==== Supplied material

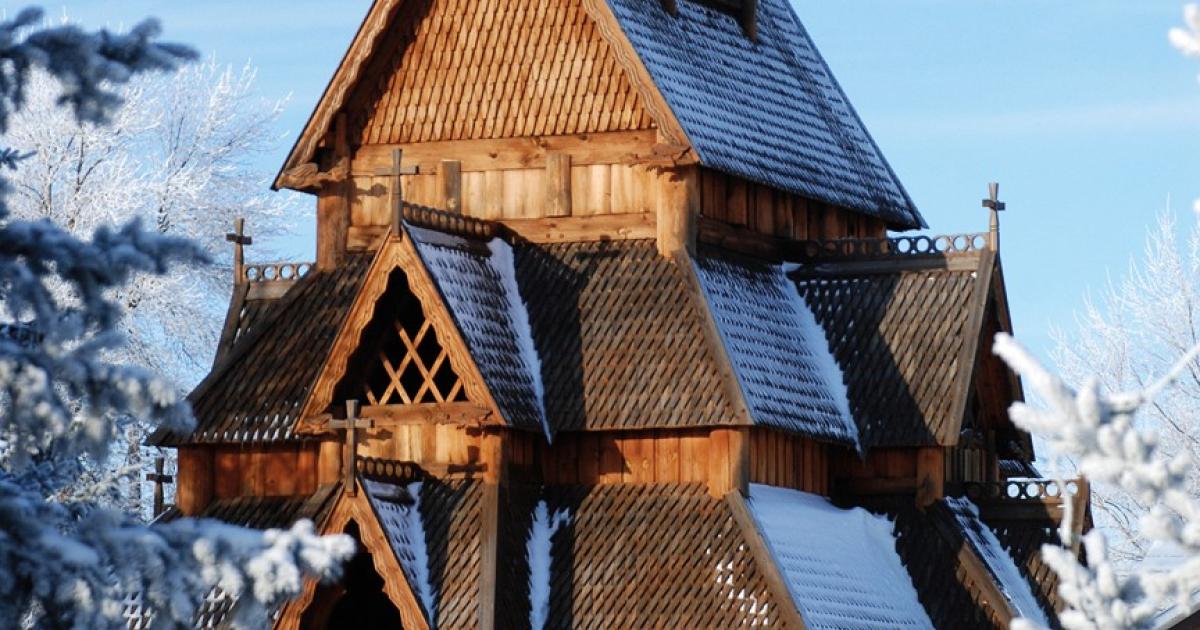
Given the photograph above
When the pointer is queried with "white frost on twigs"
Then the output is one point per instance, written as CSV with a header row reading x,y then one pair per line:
x,y
1097,430
63,298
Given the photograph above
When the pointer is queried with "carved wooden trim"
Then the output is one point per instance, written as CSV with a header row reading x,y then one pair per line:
x,y
395,253
971,353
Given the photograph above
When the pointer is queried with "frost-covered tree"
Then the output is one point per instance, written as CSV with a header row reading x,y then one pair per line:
x,y
179,154
1125,339
1098,432
69,563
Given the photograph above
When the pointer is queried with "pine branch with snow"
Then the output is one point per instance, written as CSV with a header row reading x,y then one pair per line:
x,y
70,563
1098,432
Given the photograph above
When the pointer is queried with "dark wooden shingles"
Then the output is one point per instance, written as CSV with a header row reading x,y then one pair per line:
x,y
253,396
619,339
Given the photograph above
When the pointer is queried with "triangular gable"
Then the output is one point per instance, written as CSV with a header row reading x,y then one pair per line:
x,y
358,509
442,70
256,389
477,281
397,255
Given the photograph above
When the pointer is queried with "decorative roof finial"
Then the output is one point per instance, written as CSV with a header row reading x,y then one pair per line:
x,y
994,205
396,205
239,239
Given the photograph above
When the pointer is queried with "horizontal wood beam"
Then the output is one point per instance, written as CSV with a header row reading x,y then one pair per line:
x,y
585,228
445,413
505,154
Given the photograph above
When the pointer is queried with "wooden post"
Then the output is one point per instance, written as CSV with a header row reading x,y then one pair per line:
x,y
334,205
994,207
159,478
930,475
558,184
450,185
396,187
678,208
351,444
239,239
195,486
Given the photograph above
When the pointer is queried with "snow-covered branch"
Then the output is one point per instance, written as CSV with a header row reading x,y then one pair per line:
x,y
71,563
1098,432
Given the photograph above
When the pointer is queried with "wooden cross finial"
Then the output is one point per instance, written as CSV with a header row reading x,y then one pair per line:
x,y
351,444
995,207
159,478
239,239
396,197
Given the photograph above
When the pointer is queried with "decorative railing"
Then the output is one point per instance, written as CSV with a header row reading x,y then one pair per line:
x,y
1018,490
1027,498
275,271
915,246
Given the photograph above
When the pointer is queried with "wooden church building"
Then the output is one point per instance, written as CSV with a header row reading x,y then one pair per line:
x,y
605,329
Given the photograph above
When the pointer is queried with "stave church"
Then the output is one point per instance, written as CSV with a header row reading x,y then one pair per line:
x,y
615,322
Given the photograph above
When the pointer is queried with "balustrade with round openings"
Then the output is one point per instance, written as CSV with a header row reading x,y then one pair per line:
x,y
906,246
275,271
1021,490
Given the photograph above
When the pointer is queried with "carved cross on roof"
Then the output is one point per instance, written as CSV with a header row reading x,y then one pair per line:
x,y
239,239
351,444
159,478
995,205
395,185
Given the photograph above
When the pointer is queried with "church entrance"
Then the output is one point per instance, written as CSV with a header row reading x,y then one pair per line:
x,y
358,600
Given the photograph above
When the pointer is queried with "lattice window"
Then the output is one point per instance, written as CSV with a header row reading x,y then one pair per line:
x,y
400,359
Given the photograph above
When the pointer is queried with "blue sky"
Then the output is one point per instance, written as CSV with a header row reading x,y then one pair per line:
x,y
1080,108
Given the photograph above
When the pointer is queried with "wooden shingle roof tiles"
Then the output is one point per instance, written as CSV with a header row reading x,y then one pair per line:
x,y
451,516
255,393
621,340
769,111
652,556
906,337
777,351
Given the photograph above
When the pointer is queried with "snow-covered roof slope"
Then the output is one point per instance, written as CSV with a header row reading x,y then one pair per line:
x,y
479,286
768,111
779,352
399,509
989,550
840,565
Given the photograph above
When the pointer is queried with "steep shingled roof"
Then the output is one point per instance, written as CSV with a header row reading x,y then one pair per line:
x,y
768,111
256,391
657,556
451,520
778,352
906,336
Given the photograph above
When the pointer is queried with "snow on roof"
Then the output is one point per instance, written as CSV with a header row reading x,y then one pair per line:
x,y
480,289
769,111
779,352
1001,565
840,565
399,509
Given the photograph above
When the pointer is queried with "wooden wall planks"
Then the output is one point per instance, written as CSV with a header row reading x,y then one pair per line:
x,y
682,456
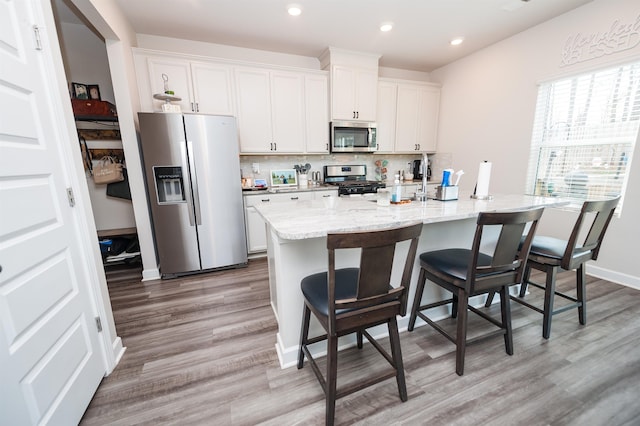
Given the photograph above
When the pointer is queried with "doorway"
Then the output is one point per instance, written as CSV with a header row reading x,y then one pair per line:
x,y
87,72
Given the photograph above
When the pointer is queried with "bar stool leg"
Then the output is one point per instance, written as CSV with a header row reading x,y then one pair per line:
x,y
461,334
549,293
304,333
582,294
417,300
505,309
396,354
332,377
525,281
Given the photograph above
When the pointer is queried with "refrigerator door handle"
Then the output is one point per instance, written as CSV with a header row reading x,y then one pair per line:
x,y
194,183
187,179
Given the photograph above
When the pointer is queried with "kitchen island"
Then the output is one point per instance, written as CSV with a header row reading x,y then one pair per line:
x,y
296,247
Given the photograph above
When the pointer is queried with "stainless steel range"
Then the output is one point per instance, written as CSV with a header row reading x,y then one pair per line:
x,y
351,179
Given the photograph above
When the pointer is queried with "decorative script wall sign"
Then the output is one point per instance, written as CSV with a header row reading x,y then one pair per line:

========

## What is needed
Exact duplication of all the records is required; pictures are omitted from the copy.

## Answer in full
Given the photograph above
When the pointer is queried with "white frost on twigs"
Then the output is one point per instance, written as CSV with a header row reading x,y then one pair per line:
x,y
1097,430
63,298
Given the photograph above
When the pointer is queried with "carved wooden trim"
Then the output is one point per instance, written as CSV with a header row reading x,y then one pair per line:
x,y
395,253
971,353
Given the photograph above
When the pointer is queried with "frost-covered tree"
Then the output is one point per instance, written as CSV with a header row reading x,y then one pair per line:
x,y
179,154
1125,339
1098,432
69,563
Given the photograph above
When the pointer is queried with "pine branch with snow"
Then the output is one point per instance, written as CSV with a header row reading x,y then one pair per line:
x,y
70,563
1098,432
Given the photograph above
When the pointer is queried with "dark wooden shingles"
Then the output is one point per instance, written as CSV with a header row reading x,y then one pair per line:
x,y
253,396
619,339
Given the photograph above
When the pointer is queried with "triangular gable"
Then the output is one point per instance, written as CSV with a header row reading x,y then one pair per line:
x,y
358,509
442,70
256,389
477,281
397,255
Given the photograph above
When the pointer is queried with "decorative roof finial"
Then the output is one point per instance, written as CSV with a header row reading x,y then one pair per line:
x,y
994,205
396,205
239,239
Given the photograph above
When the pointer is queried with "horizontal wood beam"
Then the output is one point per instance, written as CSV with a header row reading x,y then one pair per line:
x,y
585,228
445,413
505,154
Given the photograph above
When the pointer is queried with "wooden post"
Then the output is one point per instance, written as CSV with a header row reading x,y then one pair per line:
x,y
334,205
994,207
159,478
930,475
558,184
450,185
396,187
678,208
351,444
239,239
195,486
Given the photograph above
When the pointer is queried with "snow-covered branch"
Then the output is one point per instance, written as CSV with a header row reading x,y then one pair per line:
x,y
71,563
1098,432
Given the photograph above
When the pointer is queried with "wooden cross finial"
Then the output is one point per instance, written as CSV with a header row reading x,y then one pair per line:
x,y
351,444
995,207
159,478
239,239
396,197
Given the photograph above
When the pointer is queried with "decorative railing"
Then the output is one point per instance, written as CSV with a header row reading x,y then one pair per line:
x,y
1018,490
1027,498
275,271
915,246
Given the photograph above
When the pointer is queried with "wooden church building"
Then the output is one point per instance, written as CSV with a header row reading x,y then one pair per line:
x,y
605,329
Given the photograph above
When the pointer is queried with "stave church"
Then the output is one point per instance, written as CSV with a header row reading x,y then one pair per line:
x,y
615,322
Given the photograph above
When the pointer is queried with "balustrade with round openings"
Then the output is one point per instance, written as CSV with a header row reading x,y then one pair per line:
x,y
906,246
275,271
1021,490
Given the photograph above
When the pointer is queried with "carved cross on roof"
Then the output is one point per instance, written as CSV with a header row reading x,y then one pair per line:
x,y
239,239
351,444
159,478
995,205
395,185
Given the photograph above
When the pointer is queried with "church entrance"
Then the output is one point per instance, written as CSV with a header row reading x,y then one pair per line:
x,y
358,600
Given the photograph above
When the pointer is queried with "lattice window"
Then the output is one point per instance, written as CSV with a header row reading x,y then one pair per line:
x,y
400,359
Given the photograph above
When the pointer is queried with "blue sky"
Then the output is one point per instance, written as CSV with a header row reading x,y then one pair per line:
x,y
1080,108
Given the photograph above
When the pointer is queried with "wooden shingle roof tiles"
Then the output is one point per instance, written as CSV with a header row reading x,y then one pair per line:
x,y
451,516
255,393
621,340
769,111
652,556
906,337
777,351
Given the photograph above
When the pointer is queried with "snow-covered roof slope"
Then the output is one point per instance, written as CSV with a header row reading x,y then one pair per line:
x,y
479,286
768,111
779,352
399,509
989,550
840,565
Given the photograph above
When the pointer is queried with "steep shingled roof"
Then the output is one point per instance, written as CSV with a header row reading x,y then one pair per line:
x,y
768,111
256,391
657,556
451,520
778,352
906,336
Given the photograph above
When the pointer is queried with "snow on roof"
Then the output is one point per instance, written as CSV with a header row reading x,y then one pair per line:
x,y
480,289
769,111
779,352
1001,565
840,565
399,509
Given the photograph above
When the pointer is queried with "wooden wall planks"
Then the output is one point per instance, written as CSV with a header row reading x,y then one pair per line:
x,y
682,456
Given the photograph above
When the pointer is queried with "doorway"
Then the output is one point per instance, written as CSV with a header row reading x,y then one pair per line:
x,y
87,72
Given the photograph above
When the pointer is queried with "bar stool leg"
Then the output is one point per instance, written as CSV with a header row reading x,y then one pair per line:
x,y
461,334
549,293
304,333
582,294
417,300
505,309
396,354
332,377
525,281
Given the photograph above
When the pointer is queried with "refrigerator door handle"
Then the output is one point per instance, written as CSV with a header row reading x,y then one pair per line:
x,y
194,183
187,179
Given the photograph above
When the pointer is queried with "kitchen island"
Then the output is one point per instance, written as CSV with a header row reading x,y then one pair per line:
x,y
296,247
Given the photograph above
When the pointer is queried with "stainless steel range"
Then the output is one point per instance, written as CSV with a header row reading x,y then one pair per line:
x,y
351,179
Given the photograph above
When the pointer is queried with "decorative script wall sign"
Then the output is one point per instance, written as CSV with a header row reading x,y then one pair per line:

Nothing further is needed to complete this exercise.